The potential benefits for children include positive changes in perceptions and attitudes about older people, increased self-confidence, better behaviour in school, increased self-management skills and higher standardised reading test scores.

Both generations had baseline assessments at the start of the pilot and will be reassessed at the end of the school year to see what impact the project has had. The early signs are good. “It’s fantastic,” said Hinchcliffe. “Absolutely amazing. Just the looks on everybody’s faces.

“We had one lady who said she could not remember being so happy. She wakes up in the morning and can’t wait to go to school. That’s rewarding enough.”

The children taking part in the project at Downshall are also flourishing. The headteacher, Ian Bennett, said: “We thought it would be a great idea to trial this. We’ve had some amazing moments. One chap was reading a story to the children, who were absolutely enthralled by his deep Irish accent.”

One little boy, who had not spoken since joining the school at the start of term, spoke for the first time while taking part in the project. “For these children to have the experience of building an emotional bond with these elderly members of our community, as well as the opportunity to speak with them and develop their language skills is crucial,” said Maria Zgouralis, head of early years.

_DATASET_

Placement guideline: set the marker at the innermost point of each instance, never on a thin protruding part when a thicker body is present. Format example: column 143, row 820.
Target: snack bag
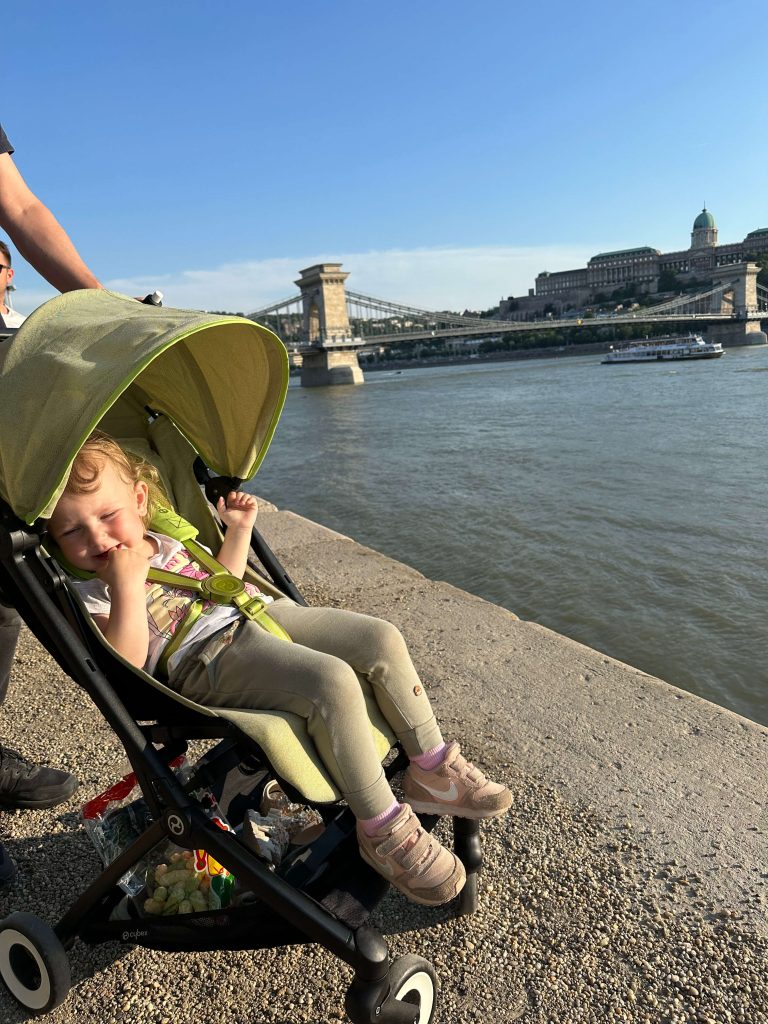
column 172, row 880
column 115, row 818
column 186, row 883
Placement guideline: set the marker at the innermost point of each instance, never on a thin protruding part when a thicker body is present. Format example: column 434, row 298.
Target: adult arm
column 37, row 233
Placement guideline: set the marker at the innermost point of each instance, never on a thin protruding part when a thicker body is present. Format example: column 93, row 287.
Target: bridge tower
column 333, row 357
column 740, row 300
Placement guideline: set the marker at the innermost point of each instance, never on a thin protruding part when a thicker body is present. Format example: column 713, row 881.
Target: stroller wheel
column 413, row 980
column 34, row 966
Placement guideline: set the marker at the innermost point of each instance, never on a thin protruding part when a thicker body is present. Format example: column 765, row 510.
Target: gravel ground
column 576, row 924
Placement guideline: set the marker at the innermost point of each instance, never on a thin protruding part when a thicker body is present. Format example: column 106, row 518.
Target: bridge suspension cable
column 275, row 307
column 396, row 308
column 687, row 303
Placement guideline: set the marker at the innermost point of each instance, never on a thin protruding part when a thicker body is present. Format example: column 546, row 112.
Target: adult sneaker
column 26, row 784
column 455, row 787
column 413, row 860
column 7, row 867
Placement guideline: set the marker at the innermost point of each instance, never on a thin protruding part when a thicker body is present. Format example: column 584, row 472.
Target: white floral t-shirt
column 166, row 606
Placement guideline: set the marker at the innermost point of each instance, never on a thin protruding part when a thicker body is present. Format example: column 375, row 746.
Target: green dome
column 705, row 219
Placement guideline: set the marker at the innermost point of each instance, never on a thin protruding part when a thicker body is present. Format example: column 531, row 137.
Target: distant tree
column 669, row 282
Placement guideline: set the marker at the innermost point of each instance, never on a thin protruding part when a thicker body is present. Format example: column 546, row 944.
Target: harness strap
column 219, row 588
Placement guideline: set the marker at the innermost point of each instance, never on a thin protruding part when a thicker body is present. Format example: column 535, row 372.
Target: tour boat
column 664, row 349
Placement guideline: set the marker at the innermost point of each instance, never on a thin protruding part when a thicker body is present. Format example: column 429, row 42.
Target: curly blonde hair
column 99, row 448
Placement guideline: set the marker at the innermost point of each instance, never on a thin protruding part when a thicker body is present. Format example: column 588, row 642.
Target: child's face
column 86, row 527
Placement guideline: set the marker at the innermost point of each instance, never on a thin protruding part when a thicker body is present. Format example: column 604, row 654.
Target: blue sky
column 443, row 152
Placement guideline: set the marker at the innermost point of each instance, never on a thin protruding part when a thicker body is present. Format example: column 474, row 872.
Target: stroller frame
column 307, row 904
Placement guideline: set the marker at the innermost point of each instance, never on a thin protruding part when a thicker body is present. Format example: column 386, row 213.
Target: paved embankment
column 629, row 884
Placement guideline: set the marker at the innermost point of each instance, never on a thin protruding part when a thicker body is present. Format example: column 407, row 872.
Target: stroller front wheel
column 34, row 966
column 413, row 980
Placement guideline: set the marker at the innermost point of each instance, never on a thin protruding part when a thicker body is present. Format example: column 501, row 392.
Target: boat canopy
column 222, row 380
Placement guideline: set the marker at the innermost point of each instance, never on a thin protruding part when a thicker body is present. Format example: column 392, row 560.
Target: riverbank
column 627, row 885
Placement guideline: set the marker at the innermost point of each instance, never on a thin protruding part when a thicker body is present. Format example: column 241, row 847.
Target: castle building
column 645, row 269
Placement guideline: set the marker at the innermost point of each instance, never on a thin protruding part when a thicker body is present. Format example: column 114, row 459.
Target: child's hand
column 239, row 510
column 124, row 566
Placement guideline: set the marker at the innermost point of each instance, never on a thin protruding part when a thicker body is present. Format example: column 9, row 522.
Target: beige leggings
column 316, row 678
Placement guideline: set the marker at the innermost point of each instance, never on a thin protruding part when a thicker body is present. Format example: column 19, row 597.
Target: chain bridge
column 328, row 326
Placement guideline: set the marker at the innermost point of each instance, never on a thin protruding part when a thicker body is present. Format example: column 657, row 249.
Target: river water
column 624, row 506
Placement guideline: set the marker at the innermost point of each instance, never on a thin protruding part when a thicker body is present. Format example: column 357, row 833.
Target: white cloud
column 431, row 279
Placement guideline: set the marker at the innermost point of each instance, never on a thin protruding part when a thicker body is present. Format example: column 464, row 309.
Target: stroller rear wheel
column 413, row 980
column 34, row 966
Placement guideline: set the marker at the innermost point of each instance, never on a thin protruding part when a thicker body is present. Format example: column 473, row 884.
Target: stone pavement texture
column 629, row 883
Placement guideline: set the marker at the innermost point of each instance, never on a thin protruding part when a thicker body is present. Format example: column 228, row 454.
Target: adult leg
column 22, row 782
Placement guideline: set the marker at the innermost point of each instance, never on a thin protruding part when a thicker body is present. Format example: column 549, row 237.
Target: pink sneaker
column 455, row 787
column 413, row 860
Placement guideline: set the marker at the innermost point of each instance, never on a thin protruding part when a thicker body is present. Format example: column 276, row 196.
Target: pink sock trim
column 431, row 759
column 372, row 825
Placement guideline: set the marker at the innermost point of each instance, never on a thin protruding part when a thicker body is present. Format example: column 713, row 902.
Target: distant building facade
column 642, row 268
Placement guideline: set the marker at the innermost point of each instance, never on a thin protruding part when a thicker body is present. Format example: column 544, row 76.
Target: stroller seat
column 282, row 735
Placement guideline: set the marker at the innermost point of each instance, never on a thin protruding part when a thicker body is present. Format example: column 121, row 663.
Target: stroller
column 198, row 395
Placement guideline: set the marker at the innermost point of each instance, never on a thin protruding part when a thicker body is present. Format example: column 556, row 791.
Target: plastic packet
column 184, row 882
column 115, row 818
column 302, row 823
column 119, row 815
column 266, row 836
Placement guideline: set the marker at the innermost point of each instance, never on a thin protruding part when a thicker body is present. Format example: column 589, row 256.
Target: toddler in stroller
column 292, row 657
column 199, row 396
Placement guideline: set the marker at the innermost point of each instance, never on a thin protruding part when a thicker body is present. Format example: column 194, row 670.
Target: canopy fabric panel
column 222, row 380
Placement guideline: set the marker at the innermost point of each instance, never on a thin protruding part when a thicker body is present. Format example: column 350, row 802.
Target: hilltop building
column 636, row 271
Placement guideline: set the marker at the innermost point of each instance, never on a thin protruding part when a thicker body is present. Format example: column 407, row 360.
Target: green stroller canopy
column 222, row 380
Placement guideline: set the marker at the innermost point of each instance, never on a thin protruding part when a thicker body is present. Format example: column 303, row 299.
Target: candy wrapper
column 302, row 823
column 115, row 818
column 170, row 880
column 185, row 883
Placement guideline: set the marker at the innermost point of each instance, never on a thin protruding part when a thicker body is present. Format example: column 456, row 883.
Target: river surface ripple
column 624, row 506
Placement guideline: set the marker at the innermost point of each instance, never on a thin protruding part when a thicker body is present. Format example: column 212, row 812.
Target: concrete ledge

_TASK GOAL_
Pick up the article on the Downshall project bringing older people and young children together, and write what follows its final sentence.

_ANSWER TO THIS PROBLEM_
Stephen Burke, a director of United for All Ages, which promotes the development of shared sites to bring generations together, said he hoped other schools would follow suit.

“It’s a win win for the children and the older people, sharing activities, and experiences, and thereby improving health, learning and mutual understanding for all involved. The benefits go further too: for the school, care and health services, local charities and the wider community,” he said.

Bennett, too, is unreservedly enthusiastic. “It enriches and adds,” he said. “It makes us feel at the heart of the community. I’ve got a feeling it’s going to make a difference.”